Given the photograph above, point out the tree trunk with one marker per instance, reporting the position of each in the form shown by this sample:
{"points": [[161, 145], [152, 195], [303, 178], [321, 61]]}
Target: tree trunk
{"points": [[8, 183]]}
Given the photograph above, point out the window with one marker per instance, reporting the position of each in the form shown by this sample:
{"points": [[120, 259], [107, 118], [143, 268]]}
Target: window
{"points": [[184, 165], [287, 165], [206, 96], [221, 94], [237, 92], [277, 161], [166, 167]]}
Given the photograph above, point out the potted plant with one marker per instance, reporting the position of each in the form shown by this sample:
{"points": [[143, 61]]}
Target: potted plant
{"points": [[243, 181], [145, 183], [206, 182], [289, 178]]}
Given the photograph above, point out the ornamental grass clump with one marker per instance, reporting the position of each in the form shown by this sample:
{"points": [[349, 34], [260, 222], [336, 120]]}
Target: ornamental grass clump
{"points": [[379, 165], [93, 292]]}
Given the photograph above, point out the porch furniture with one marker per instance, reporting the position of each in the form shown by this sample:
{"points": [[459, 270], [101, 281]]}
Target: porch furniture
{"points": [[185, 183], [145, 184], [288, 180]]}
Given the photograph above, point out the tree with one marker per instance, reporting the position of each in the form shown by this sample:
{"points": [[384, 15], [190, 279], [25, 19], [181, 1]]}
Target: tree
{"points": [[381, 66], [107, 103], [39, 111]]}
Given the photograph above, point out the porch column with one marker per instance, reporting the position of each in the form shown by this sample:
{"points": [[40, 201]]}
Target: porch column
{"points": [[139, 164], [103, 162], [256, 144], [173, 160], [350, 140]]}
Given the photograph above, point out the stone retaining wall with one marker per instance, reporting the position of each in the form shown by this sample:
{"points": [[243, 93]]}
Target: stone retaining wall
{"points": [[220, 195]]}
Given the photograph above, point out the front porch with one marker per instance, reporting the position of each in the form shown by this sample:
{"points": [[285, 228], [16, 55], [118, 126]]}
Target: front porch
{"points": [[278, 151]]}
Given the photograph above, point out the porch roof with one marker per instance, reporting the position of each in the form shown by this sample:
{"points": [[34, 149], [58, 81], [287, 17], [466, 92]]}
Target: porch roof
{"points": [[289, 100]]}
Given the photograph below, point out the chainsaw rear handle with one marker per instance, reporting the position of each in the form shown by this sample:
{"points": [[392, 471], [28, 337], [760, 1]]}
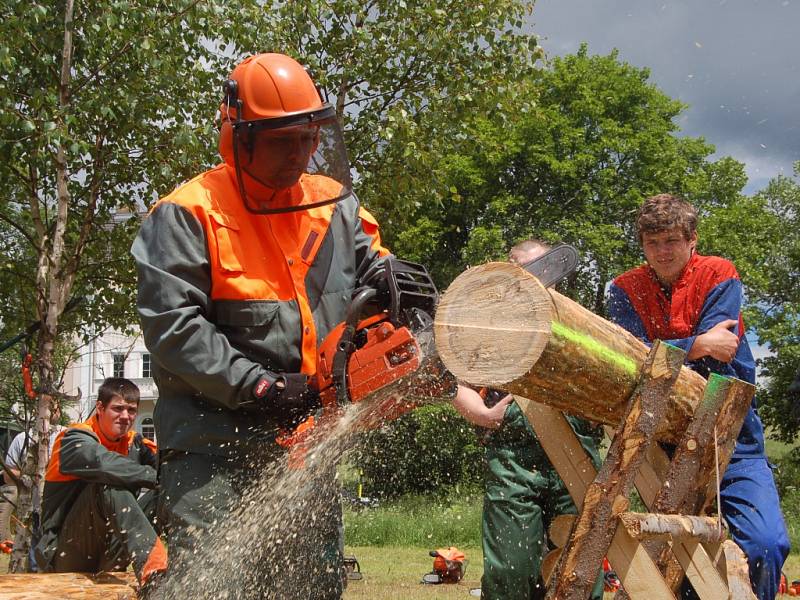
◇ ◇ ◇ ◇ ◇
(EXERCISE TASK)
Reproduce every line from the one containing "Given the photograph above, point out the stone" down through the end of the entries, adding -75 to each point coordinate in the answers. Omit the pictures.

(EXERCISE SOLUTION)
Given the photograph above, point out the stone retaining wall with one marker per instance, reporting the position of each in the form shown by this sample:
{"points": [[243, 93]]}
Target: stone retaining wall
{"points": [[145, 120]]}
Given the photograph above, point out the front porch with one marker per instance, reporting the position of each in the form shown by this sample:
{"points": [[285, 228], [16, 55], [118, 126]]}
Target: front porch
{"points": [[203, 76]]}
Given the photograph above, point out the porch roof with one marker per instance, reporting the position of each in the form shown by this sample:
{"points": [[34, 149], [58, 81], [287, 17], [466, 92]]}
Target: porch roof
{"points": [[214, 25]]}
Given the photograph below, point out the chainsaw rear handle with one marker per instance, reporting the position of each in the form shown by this sample:
{"points": [[392, 471], [28, 337], [760, 1]]}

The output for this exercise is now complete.